Repeat each entry exactly and drop the pictures.

===

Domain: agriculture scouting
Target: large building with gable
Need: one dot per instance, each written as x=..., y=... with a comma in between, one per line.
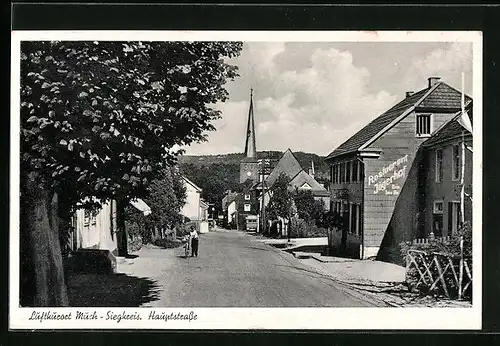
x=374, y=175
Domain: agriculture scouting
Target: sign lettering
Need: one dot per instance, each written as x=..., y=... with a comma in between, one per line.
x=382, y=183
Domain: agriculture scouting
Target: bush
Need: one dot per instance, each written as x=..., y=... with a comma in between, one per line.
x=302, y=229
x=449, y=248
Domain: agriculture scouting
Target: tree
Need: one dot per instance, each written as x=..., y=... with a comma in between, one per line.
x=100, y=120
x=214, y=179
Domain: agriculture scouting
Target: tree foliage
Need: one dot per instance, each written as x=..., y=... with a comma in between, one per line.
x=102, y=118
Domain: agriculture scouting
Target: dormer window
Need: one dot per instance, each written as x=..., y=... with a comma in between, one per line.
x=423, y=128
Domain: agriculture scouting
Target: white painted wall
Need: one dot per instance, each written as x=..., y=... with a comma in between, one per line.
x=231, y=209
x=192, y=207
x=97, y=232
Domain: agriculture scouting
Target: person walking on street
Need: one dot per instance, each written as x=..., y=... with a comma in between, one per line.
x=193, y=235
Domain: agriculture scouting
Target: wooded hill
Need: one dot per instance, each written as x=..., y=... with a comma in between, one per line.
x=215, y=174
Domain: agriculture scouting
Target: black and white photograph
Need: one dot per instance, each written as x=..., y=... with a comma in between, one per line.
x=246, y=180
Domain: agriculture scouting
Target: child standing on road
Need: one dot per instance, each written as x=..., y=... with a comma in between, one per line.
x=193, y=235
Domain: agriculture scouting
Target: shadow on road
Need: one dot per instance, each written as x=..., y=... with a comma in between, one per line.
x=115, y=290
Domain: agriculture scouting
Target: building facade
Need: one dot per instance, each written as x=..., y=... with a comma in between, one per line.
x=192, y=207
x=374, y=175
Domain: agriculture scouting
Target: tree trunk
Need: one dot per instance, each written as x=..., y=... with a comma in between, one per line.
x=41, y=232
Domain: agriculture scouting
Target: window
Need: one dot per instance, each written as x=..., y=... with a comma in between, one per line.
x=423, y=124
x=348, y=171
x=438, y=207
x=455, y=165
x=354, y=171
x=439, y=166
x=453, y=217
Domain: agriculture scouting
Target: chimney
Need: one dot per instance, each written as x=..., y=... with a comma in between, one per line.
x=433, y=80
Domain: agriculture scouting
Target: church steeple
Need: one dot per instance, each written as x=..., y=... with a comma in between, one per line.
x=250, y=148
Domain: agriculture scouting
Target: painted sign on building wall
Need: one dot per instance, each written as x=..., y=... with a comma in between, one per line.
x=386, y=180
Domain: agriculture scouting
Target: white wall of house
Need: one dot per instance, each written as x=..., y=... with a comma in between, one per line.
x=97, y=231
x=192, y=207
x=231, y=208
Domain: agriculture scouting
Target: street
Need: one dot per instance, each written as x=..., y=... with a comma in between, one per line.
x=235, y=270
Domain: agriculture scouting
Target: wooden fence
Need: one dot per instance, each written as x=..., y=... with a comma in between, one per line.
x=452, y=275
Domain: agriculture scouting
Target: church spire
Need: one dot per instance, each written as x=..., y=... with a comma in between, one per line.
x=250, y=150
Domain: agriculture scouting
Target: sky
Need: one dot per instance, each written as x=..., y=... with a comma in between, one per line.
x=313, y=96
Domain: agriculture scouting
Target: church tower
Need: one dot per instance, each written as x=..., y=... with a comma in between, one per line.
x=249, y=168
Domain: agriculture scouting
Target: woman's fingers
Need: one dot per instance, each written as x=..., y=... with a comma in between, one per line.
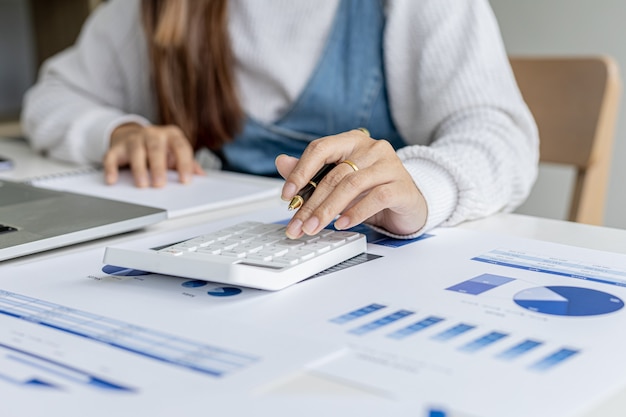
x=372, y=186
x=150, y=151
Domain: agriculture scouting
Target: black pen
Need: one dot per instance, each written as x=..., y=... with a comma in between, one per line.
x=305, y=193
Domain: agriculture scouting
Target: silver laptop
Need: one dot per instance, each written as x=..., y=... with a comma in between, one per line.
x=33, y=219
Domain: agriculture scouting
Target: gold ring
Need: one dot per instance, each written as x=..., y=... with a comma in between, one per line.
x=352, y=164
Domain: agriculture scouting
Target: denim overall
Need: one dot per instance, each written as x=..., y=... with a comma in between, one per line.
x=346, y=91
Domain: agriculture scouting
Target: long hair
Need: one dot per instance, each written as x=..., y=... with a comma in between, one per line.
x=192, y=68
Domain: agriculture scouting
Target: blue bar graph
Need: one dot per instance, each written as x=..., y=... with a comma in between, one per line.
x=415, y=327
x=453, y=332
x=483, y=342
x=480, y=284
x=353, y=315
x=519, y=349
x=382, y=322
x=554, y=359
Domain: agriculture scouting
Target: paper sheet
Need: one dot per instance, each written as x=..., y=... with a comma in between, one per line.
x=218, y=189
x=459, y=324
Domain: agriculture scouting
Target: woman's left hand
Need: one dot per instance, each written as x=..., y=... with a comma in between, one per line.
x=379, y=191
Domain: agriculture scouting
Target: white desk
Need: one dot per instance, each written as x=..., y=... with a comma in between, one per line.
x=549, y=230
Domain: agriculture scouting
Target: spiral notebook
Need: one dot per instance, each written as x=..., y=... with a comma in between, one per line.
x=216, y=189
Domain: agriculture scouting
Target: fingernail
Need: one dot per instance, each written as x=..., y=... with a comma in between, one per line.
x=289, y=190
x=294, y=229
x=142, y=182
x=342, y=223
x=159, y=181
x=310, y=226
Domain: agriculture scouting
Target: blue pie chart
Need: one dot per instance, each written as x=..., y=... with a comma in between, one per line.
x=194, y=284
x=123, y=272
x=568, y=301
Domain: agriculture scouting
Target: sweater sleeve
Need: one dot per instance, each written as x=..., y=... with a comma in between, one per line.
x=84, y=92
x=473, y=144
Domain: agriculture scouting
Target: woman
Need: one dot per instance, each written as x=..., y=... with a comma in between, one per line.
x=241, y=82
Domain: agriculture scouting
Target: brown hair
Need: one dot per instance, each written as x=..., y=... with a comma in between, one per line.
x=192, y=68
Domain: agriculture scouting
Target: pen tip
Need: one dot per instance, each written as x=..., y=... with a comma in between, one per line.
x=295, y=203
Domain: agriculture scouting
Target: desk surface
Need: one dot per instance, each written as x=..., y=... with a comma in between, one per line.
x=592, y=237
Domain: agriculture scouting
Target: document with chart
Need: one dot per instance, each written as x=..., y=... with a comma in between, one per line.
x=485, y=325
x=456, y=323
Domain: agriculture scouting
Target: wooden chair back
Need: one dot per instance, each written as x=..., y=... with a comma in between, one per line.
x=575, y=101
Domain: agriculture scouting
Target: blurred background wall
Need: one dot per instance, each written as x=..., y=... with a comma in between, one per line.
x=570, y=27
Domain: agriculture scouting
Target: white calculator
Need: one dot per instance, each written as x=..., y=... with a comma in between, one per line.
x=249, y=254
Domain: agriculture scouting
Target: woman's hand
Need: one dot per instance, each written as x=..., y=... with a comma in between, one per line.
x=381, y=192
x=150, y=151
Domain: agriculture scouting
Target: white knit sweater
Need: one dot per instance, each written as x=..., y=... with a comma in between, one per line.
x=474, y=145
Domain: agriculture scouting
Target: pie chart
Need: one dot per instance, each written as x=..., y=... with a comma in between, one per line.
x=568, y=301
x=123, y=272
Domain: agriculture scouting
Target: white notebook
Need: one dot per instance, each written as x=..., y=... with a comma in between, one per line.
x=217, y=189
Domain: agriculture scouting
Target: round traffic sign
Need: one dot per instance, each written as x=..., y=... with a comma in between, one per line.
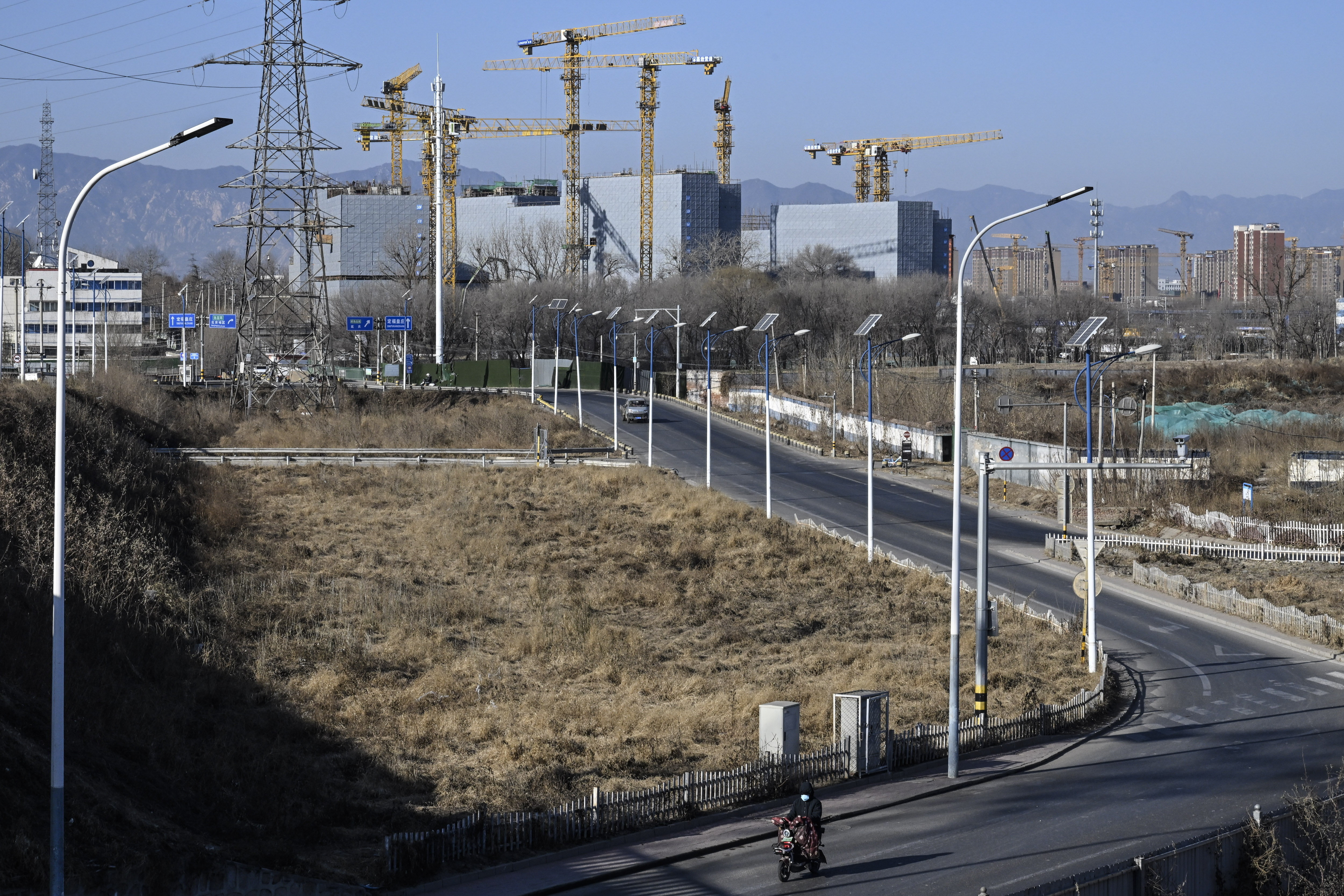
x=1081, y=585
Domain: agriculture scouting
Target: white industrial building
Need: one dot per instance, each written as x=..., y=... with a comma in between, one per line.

===

RESPONSE BOX:
Domain: agriculture scouting
Target: large building with gable
Need: one dot per instance, each written as x=..., y=... with a comma in between, one per line.
x=374, y=175
Domain: agriculture scouting
Target: sign lettering
Need: one dot per instance, each written as x=..., y=... with a comma in between, one per line.
x=382, y=183
Domain: agriculture scouting
Target: bush
Need: one dot per instance, each written as x=..., y=... with a comma in between, one per line.
x=302, y=229
x=449, y=248
Domain: agriculture scouting
Target: tree
Need: one dot per instance, each written as x=..., y=... with a comma in between, one per line.
x=100, y=120
x=214, y=179
Domain: agriculture scouting
Target: tree foliage
Need: one dot per instance, each written as x=..., y=... with a comma in between, one per line.
x=102, y=118
Domain: agriculture scouting
Target: dormer window
Need: one dot per instance, each written as x=..., y=... with a comma in between, one per line.
x=423, y=128
Domain: agriculture scouting
Target: white painted wall
Need: one dot per instance, each written as x=..., y=... with a comma in between, one per line.
x=231, y=209
x=192, y=207
x=97, y=232
Domain: agriculture scouting
Target: person walking on street
Need: one dot per instance, each written as x=..., y=... with a comma in between, one per line.
x=193, y=235
Domain: agriculture scouting
Target: wooded hill
Need: one dot per instance, each written as x=..., y=... with a comma in between, one per line.
x=215, y=174
Domain: agriculture scouting
Target: black and white photograph
Need: one dot per instance, each written as x=..., y=... with a comma in between, one per line.
x=246, y=180
Domain: agriculture scouting
Target: child standing on road
Need: one dot per instance, each written as x=..., y=... with a comma in between, one per line.
x=193, y=235
Domain: agriculture scouting
Target: shadow on road
Need: one dot per instance, each written as x=..., y=... with a comma in between, one per line.
x=115, y=290
Domain: agriculture scouting
Target: building facade
Need: one dot per instance, each written as x=..., y=... with a comma in between, one per line.
x=192, y=207
x=374, y=175
Domain: agriculture scouting
Target: tree trunk
Need: one dot per instance, each written as x=..., y=... with a comma in between, one per line.
x=41, y=232
Domain: agriculture scouting
Target: window
Need: one dot per instance, each written as x=..., y=... with a comma in between, one per line.
x=423, y=124
x=348, y=171
x=438, y=207
x=455, y=165
x=354, y=171
x=439, y=166
x=453, y=217
Domain: agriculture scouting
Target: chimney
Need: one dot per instance, each written as x=..., y=... with a comma in between, one per line.
x=433, y=80
Domain: agriculture scouting
Target: church steeple
Need: one dot per instance, each written as x=..., y=... with a comma in between, one per line.
x=250, y=148
Domain: agriculture scouting
Target: painted sign on building wall
Need: one dot per instance, each written as x=..., y=... with a comma in between, one per line.
x=386, y=180
Domain: agriculture scouting
Target: white wall of house
Need: one dot per instance, each written as x=..., y=... with a comma in between, one per line.
x=97, y=231
x=192, y=207
x=231, y=208
Domain: agriculture scouting
Target: street
Need: one dot per instance, each written as x=..., y=... with a comma in between, one per line.
x=235, y=270
Domain: agriculture scouting
Target: wooden fence
Need: one dot per instance, each written as x=..., y=... with a comma in between, one per line.
x=452, y=275
Domain: agriculture scouting
Target: church spire
Need: one dot per instance, each written as x=..., y=... with a comma in between, one per line.
x=250, y=150
Domain: agriculture scouting
Target: sky
Need: one dot per instance, each written as x=..., y=... with a comma in between, one per line.
x=313, y=96
Domain: agriculture scouting
Target: church tower
Need: one dot per instance, each written as x=..., y=... with a comma in between, one per line.
x=249, y=168
Domain: agriculture scouting
Target: woman's fingers
Need: one dot per instance, each written as x=..., y=... with a comma in between, one per line.
x=372, y=186
x=150, y=151
Domain: agriculture scouting
Target: black pen
Need: one dot per instance, each written as x=..., y=... with a comma in between, one per line.
x=305, y=193
Domain: agriculture scouting
Target: silver laptop
Need: one dot per instance, each written as x=..., y=... with a comma in between, one per line.
x=33, y=219
Domain: agriculture scouting
Target: gold ring
Need: one dot per instance, each written as x=..., y=... with a comma in between, one per line.
x=352, y=164
Domain: agriculture scouting
Target: denim overall
Need: one dot per instance, each written as x=..., y=... with a comma in between, one per line.
x=346, y=91
Domain: agriculture scouting
Target: long hair
Need: one dot per instance, each written as x=..., y=... with a comma in between, one per line.
x=192, y=68
Domain: agriculture scouting
Target: blue bar graph
Need: one dot per instance, each written as x=..., y=... with a comma in between, one per line.
x=415, y=327
x=453, y=332
x=483, y=342
x=480, y=284
x=353, y=315
x=519, y=349
x=382, y=322
x=554, y=359
Domain: agriculture scouting
Target: paper sheet
Need: one dot per instance, each written as x=..., y=... with a comma in between, one per line.
x=218, y=189
x=459, y=324
Domain: agriculture scouting
Target: woman's left hand
Need: one dot per instance, each written as x=..., y=... with a comma in between, one per line.
x=379, y=191
Domain: agriculture scouting
Target: white desk
Need: one dot per instance, each written as x=..., y=... with a comma in between, one per line.
x=549, y=230
Domain: agriculture scouting
Target: spiral notebook
Need: one dot per instance, each written as x=..., y=... with a comma in between, one per line.
x=216, y=189
Domain: agriculture scouting
Target: fingernail
Need: one dot per instance, each written as x=..., y=... with a comma in between, one per line.
x=289, y=190
x=294, y=229
x=142, y=182
x=342, y=223
x=159, y=181
x=310, y=226
Domain: agriculture scouting
Target: blue pie chart
Need: one dot per instance, each written as x=..., y=... with a comma in between, one per line.
x=194, y=284
x=123, y=272
x=568, y=301
Domain: agriculture scouting
Target: sweater sleeve
Need: one dot per instance, each written as x=..., y=... with a comma in between, one per line.
x=84, y=92
x=473, y=144
Domain: agriculture scouting
Target: woman
Need: one dot per instance, each written as x=..., y=... with a comma in between, one per line.
x=241, y=82
Domain: agriculture scouting
Target: brown hair
Need: one dot per instance, each written as x=..., y=... with a comma in between, one per line.
x=192, y=68
Domain: agriculture scouting
Target: pen tip
Need: one dot per instance, each written as x=..., y=... with a comma in between, one per line.
x=295, y=203
Domain: agriculture scouting
Target: desk surface
Need: one dot per instance, each written as x=..., y=... with a comma in between, one per line.
x=592, y=237
Domain: agriculture scouting
Target: document with chart
Need: one dot per instance, each written as x=..., y=... with a comma in between, one per line.
x=485, y=325
x=456, y=323
Domain: agriculture scouting
Target: wooden chair back
Need: one dot per instance, each written as x=..., y=... with a comma in between, one per line.
x=575, y=101
Domain: agriculture scouting
Target: blurred background wall
Need: one dot per instance, each written as x=..., y=... with a comma in between, one per line.
x=570, y=27
Domain: agriculture scouting
Target: white calculator
Need: one dot per instance, each written as x=..., y=... with a comma in between, one per line.
x=249, y=254
Domain: agriculture scouting
Target: woman's hand
Need: one dot per instance, each written as x=..., y=... with a comma in between, one per line.
x=381, y=192
x=150, y=151
Domain: agriculture scouting
Target: white knit sweater
Need: one dot per instance, each written as x=..., y=... with a comma in between, one per line.
x=474, y=145
Domain: agriculture scouting
Target: pie chart
Need: one dot per instance, each written as x=..., y=... with a comma in between, one per line.
x=568, y=301
x=123, y=272
Domain: agriculture scouting
Target: white notebook
Need: one dot per instance, each written as x=..., y=... with a comma in between, one per line.
x=217, y=189
Domain: agriculture scouting
Target: round traffic sign
Need: one dot per instance, each written as x=..., y=... with a comma in between, one per line.
x=1081, y=585
Domain: agriculture scouting
Target: white industrial building
Need: one dot per instance, each written as x=..., y=... with a comma in between, one per line.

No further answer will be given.